++++ Text

To Build or To Buy, That is the Contradiction.

It’s dead simple. Focus on your team and product.

Yes! An easy tweetable answer! Except that it’s loaded with questions and assumptions. Instead, what I will talk about here are technology decisions. Those that really matter are about things that elevate your ability to build what you are building at the velocity you need.

In Operations and SRE, we are not only tasked with evaluating and testing technologies, we are often requested (or sometimes instructed) to support the decisions others make. This isn’t an ideal situation, and in some cases, impractical because it feels like a policing. In fact, it might sound a little selfish to think that SRE needs the ability to say “yay” or “nay” to a decision. If you think that feels slightly siloed, you’d be right. I prefer working with all vested parties to come up with a solution that fits the problem, not just make blind leaps of faith on a particular platform. Flexibility and cooperative evaluation work really really well, believe it or not.

In my experience, it takes a minimum of six months for a team to work up a brand new (to them) technology or platform and have it be supportable in production. Even then, if the software team building it won’t be permanently oncall for it (which is something else I believe), they should at least be on the hook for a minimum of six months further as the kinks are worked out. This seems fairly straightforward for something like a development framework or a particular platform specific to operating the software system in question. For example, adopting Redis as a DBRE-supported platform in production. There are clear reasons why the software needs this kind of ultraspeedy k/v store, and building up widespread support in SRE for it means other software teams benefit. That is a highly opinionated decision and one that’s fairly easy to make especially because it’s free!

++++++++
++++ Information supplied

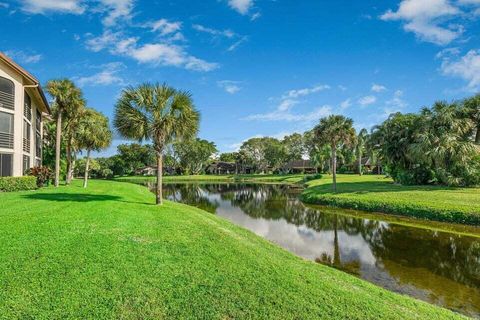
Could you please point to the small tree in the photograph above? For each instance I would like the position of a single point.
(334, 131)
(158, 113)
(93, 135)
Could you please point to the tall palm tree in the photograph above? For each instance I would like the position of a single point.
(472, 108)
(335, 130)
(361, 142)
(93, 134)
(158, 113)
(67, 101)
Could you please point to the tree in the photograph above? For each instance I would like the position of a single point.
(68, 100)
(93, 135)
(158, 113)
(471, 107)
(194, 154)
(361, 142)
(335, 130)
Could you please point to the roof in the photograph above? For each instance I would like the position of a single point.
(27, 75)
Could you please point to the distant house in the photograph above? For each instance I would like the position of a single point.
(220, 167)
(299, 166)
(23, 107)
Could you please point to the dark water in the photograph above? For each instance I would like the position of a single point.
(440, 267)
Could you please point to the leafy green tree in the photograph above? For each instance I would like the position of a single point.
(228, 157)
(68, 103)
(158, 113)
(194, 154)
(360, 148)
(93, 134)
(471, 107)
(134, 156)
(335, 130)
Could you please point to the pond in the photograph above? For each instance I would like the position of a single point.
(437, 263)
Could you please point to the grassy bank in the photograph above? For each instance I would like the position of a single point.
(264, 178)
(376, 193)
(107, 252)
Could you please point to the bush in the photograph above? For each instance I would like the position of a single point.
(43, 175)
(9, 184)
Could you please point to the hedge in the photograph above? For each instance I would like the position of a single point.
(9, 184)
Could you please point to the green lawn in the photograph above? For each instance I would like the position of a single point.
(376, 193)
(264, 178)
(108, 253)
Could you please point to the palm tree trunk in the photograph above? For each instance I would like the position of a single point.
(159, 177)
(359, 162)
(334, 167)
(87, 164)
(58, 142)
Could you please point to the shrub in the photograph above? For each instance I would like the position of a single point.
(9, 184)
(43, 175)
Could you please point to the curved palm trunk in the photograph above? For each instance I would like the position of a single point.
(58, 141)
(334, 167)
(87, 165)
(159, 177)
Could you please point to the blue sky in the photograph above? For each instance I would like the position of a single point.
(255, 67)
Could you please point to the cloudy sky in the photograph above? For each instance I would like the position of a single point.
(255, 67)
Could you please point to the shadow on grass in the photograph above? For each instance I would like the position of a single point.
(82, 197)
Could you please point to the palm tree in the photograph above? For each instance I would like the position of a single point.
(67, 101)
(93, 134)
(471, 107)
(361, 142)
(158, 113)
(335, 130)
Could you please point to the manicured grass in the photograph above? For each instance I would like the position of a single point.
(108, 253)
(264, 178)
(377, 193)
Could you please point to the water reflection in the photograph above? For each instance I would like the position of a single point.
(438, 267)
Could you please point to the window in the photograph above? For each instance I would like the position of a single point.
(26, 136)
(26, 163)
(27, 107)
(6, 162)
(6, 130)
(38, 145)
(7, 94)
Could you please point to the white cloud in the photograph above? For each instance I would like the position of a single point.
(424, 18)
(346, 104)
(241, 6)
(229, 86)
(305, 91)
(466, 68)
(286, 115)
(378, 88)
(367, 100)
(214, 32)
(107, 76)
(45, 6)
(165, 27)
(163, 54)
(116, 10)
(23, 57)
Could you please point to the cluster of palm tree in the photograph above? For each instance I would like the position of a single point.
(156, 113)
(77, 127)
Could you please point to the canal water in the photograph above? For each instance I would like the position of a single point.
(437, 263)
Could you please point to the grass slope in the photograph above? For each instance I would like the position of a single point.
(107, 252)
(376, 193)
(264, 178)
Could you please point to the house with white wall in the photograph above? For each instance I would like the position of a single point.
(23, 107)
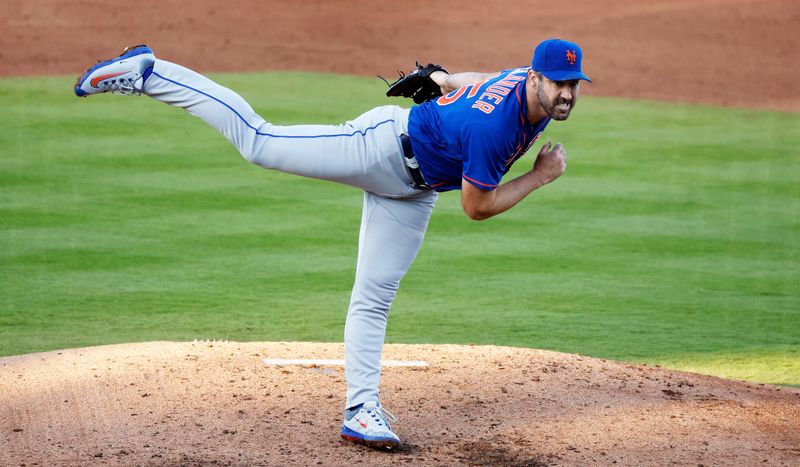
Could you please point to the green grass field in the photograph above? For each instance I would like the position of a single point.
(672, 239)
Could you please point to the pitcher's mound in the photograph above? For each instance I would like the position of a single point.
(219, 403)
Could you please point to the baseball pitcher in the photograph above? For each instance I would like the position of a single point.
(466, 133)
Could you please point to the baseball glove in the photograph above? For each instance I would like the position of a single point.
(417, 85)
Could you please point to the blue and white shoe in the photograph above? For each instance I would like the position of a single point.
(125, 74)
(370, 426)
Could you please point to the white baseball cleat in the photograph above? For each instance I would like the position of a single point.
(370, 426)
(124, 74)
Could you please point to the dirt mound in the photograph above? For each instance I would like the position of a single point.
(727, 52)
(219, 403)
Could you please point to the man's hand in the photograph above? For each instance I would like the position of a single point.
(481, 204)
(550, 163)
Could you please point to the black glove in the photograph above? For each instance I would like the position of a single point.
(417, 85)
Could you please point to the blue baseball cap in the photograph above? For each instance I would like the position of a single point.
(559, 60)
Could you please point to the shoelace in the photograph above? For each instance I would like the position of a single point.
(122, 86)
(386, 415)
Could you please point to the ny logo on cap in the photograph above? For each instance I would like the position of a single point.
(571, 57)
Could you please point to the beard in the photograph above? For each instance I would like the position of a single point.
(558, 108)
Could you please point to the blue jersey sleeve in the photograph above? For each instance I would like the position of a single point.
(483, 164)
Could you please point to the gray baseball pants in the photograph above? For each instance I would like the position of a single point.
(365, 153)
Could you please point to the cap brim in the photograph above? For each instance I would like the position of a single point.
(565, 75)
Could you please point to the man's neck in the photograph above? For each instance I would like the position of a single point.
(535, 112)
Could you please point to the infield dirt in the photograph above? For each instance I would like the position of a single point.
(726, 52)
(217, 403)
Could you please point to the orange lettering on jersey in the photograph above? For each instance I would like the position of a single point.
(488, 96)
(497, 89)
(475, 89)
(484, 107)
(571, 57)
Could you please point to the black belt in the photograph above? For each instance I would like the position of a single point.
(413, 166)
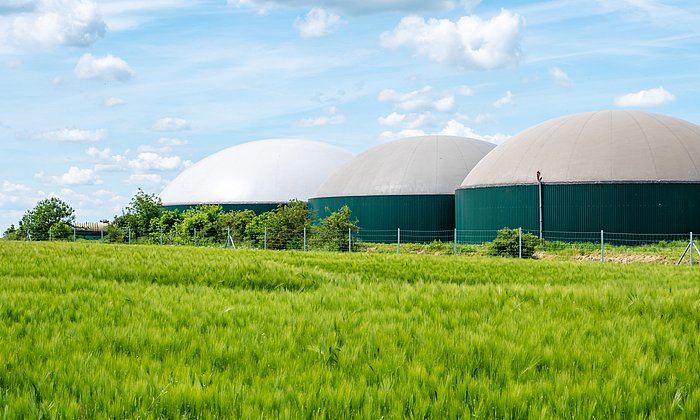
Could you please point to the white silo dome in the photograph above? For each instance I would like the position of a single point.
(425, 165)
(264, 171)
(603, 146)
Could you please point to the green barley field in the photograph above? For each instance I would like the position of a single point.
(102, 331)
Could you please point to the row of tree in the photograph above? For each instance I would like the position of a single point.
(144, 220)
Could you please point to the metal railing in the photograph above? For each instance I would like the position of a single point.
(602, 246)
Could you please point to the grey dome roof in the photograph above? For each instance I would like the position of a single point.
(264, 171)
(604, 146)
(415, 165)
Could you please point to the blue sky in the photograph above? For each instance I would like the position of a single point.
(100, 98)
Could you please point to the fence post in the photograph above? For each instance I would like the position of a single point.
(520, 242)
(398, 240)
(454, 244)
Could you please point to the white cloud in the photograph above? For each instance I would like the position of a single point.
(317, 23)
(333, 118)
(98, 154)
(507, 99)
(112, 102)
(392, 119)
(478, 119)
(418, 100)
(171, 124)
(9, 187)
(71, 134)
(358, 6)
(170, 142)
(560, 77)
(455, 128)
(465, 91)
(650, 97)
(470, 42)
(51, 22)
(153, 161)
(445, 104)
(108, 67)
(416, 121)
(151, 180)
(77, 176)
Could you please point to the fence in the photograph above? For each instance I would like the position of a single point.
(594, 246)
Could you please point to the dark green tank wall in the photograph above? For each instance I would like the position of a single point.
(641, 208)
(389, 212)
(258, 208)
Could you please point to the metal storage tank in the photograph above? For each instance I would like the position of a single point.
(258, 175)
(619, 171)
(407, 184)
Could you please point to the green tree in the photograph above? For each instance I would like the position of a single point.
(285, 228)
(38, 221)
(166, 224)
(332, 231)
(10, 233)
(507, 242)
(237, 221)
(204, 218)
(136, 218)
(60, 230)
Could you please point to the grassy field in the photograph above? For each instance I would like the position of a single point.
(95, 331)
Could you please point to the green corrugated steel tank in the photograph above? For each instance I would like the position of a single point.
(407, 184)
(618, 171)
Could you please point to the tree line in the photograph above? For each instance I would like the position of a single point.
(144, 220)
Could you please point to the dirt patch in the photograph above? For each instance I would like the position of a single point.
(625, 258)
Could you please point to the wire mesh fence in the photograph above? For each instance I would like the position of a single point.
(518, 243)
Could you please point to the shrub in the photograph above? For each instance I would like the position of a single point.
(60, 230)
(332, 232)
(506, 243)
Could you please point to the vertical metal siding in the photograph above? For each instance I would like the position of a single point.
(640, 208)
(389, 212)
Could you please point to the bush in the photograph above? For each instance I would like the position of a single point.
(60, 231)
(506, 244)
(332, 232)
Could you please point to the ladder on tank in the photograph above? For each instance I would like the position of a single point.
(689, 250)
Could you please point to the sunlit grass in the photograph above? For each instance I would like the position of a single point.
(92, 330)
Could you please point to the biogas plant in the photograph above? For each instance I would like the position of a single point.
(619, 171)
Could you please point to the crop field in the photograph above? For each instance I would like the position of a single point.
(97, 331)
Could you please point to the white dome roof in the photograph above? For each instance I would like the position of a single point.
(415, 165)
(264, 171)
(603, 146)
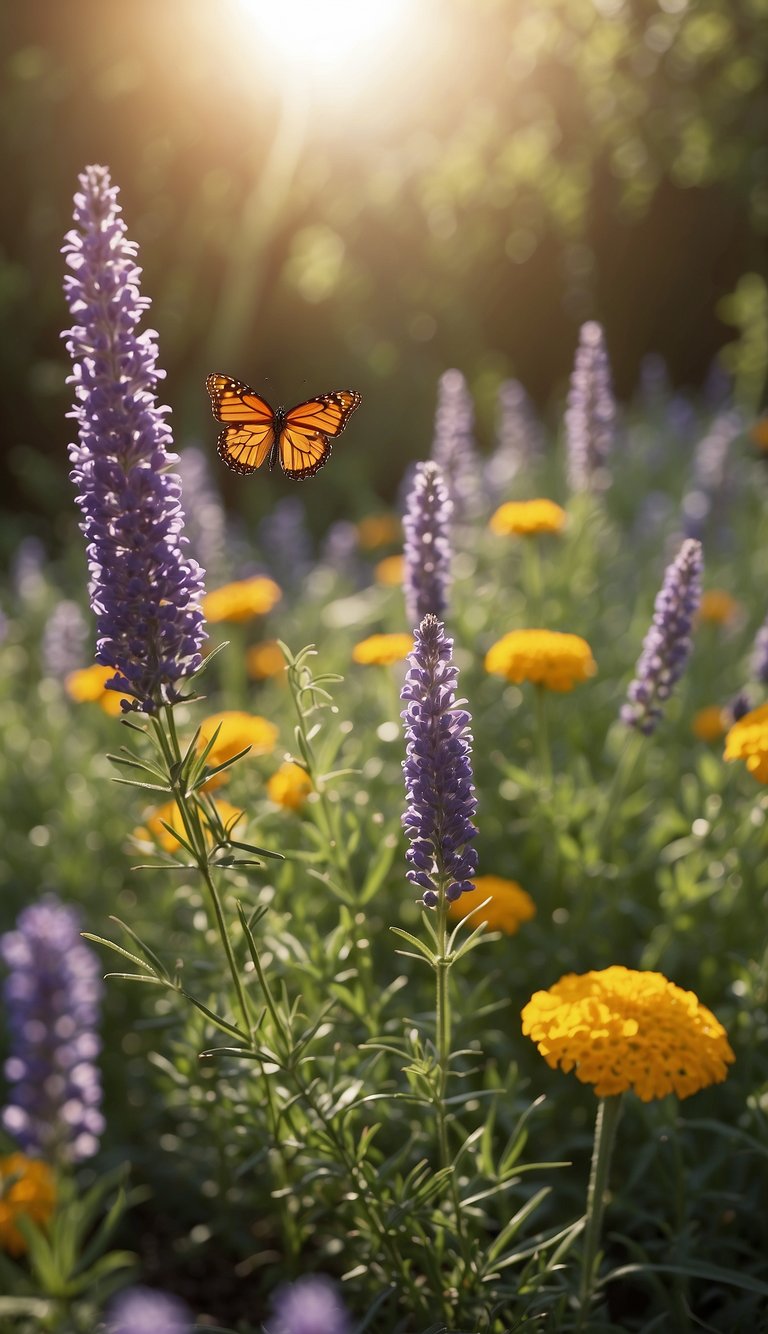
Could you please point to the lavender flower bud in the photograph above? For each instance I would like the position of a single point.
(308, 1306)
(454, 446)
(52, 994)
(591, 412)
(438, 767)
(520, 439)
(144, 591)
(667, 644)
(144, 1311)
(427, 547)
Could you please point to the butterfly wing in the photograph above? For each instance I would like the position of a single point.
(250, 423)
(308, 428)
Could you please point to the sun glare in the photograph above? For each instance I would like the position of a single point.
(327, 36)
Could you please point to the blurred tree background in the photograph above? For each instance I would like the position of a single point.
(464, 188)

++++++++

:: Written request ::
Reproduce the passage of the build-or-buy text above that opens with the words containing "It’s dead simple." and closes with "velocity you need.".

:: Answer to this task ::
It’s dead simple. Focus on your team and product.

Yes! An easy tweetable answer! Except that it’s loaded with questions and assumptions. Instead, what I will talk about here are technology decisions. Those that really matter are about things that elevate your ability to build what you are building at the velocity you need.